Instructions to follow
If a line contains "one marker per instance, written like [84,36]", it is the last one to write out; begin with the first line of the records and copy each exactly.

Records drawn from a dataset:
^^^^^^^^

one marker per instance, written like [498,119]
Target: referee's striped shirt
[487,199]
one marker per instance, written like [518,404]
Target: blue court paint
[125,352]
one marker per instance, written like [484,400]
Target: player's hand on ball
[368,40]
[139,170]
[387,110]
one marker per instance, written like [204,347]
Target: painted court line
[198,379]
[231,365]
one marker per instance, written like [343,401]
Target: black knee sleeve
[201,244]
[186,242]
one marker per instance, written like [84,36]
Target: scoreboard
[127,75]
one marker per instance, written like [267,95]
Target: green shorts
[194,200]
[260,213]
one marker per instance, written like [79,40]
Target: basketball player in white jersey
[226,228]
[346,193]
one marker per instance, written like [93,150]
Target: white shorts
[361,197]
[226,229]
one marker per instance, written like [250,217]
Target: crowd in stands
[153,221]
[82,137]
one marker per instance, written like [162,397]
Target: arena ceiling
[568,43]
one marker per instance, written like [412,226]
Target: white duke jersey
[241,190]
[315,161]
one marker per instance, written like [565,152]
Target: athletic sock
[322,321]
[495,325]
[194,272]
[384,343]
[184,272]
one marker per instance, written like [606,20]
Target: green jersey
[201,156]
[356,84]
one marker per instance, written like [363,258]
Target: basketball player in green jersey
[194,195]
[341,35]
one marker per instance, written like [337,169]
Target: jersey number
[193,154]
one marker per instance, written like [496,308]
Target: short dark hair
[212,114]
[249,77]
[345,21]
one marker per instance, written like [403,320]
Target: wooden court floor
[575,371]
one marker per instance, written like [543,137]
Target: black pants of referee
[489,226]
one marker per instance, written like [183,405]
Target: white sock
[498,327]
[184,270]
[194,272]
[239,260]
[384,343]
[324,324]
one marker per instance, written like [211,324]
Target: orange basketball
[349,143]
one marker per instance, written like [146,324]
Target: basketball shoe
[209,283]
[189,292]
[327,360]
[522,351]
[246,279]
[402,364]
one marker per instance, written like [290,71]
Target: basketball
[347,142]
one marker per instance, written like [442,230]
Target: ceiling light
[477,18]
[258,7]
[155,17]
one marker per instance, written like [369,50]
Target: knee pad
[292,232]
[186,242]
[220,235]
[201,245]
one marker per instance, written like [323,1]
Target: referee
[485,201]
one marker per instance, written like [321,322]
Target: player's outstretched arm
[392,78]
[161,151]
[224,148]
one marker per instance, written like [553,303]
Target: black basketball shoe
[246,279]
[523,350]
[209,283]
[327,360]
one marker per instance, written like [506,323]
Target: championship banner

^^^^^^^^

Result below
one marker per instance, written like [498,119]
Target: referee's striped shirt
[487,199]
one marker per instance, written like [518,404]
Target: blue court paint
[125,352]
one marker per instance, written like [484,400]
Target: player's hand on ball
[368,40]
[139,170]
[387,110]
one marker per instance, written like [204,347]
Target: painted court line
[198,379]
[231,365]
one marker per instance, written like [343,401]
Target: black knee sleeve
[201,244]
[186,242]
one marker per instance, written like [84,36]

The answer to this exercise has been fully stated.